BEGIN Document passage

Traditionally,
medical skill has been handed down from generation to generation
in families and in the monasteries. In addition doctors
used to undertake medical training at colleges like the famous
Chagpori Medical Collage in Lhasa. Tragically during the communist
occupation of Tibet, traditional medical colleges and monasteries
were destroyed in Tibet interrupting the traditional passage
of
knowledge. They have been re-established in exile in India and
the
doctors at Sacred Land received their education from the Chakpori
Medical College, which was re-established in Kalimpong, Shikkim.
They
trained more than seven years under Trokgawa Rinpoche and received
their graduation certificates at MenTseKang in Dharamasala, with
the
blessing of His Holiness the Dalai Lama.

END Document passage
BEGIN Data

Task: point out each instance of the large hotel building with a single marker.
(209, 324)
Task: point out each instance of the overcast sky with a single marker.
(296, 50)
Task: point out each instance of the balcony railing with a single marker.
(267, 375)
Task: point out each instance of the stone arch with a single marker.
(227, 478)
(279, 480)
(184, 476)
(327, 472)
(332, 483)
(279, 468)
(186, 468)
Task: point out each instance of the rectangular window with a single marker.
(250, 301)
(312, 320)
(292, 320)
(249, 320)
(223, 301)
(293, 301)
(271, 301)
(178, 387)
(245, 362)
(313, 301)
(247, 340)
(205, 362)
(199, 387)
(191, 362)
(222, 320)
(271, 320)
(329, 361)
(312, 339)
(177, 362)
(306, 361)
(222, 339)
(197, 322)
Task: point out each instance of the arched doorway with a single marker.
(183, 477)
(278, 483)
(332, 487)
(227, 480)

END Data
BEGIN Data

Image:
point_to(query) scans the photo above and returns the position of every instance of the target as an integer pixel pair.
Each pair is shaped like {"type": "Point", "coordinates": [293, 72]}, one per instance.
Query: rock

END Data

According to the passage on Tibetan medical training, where did the doctors at Sacred Land receive their graduation certificates? This material comes from a different source than the text.

At MenTseKang in Dharamasala.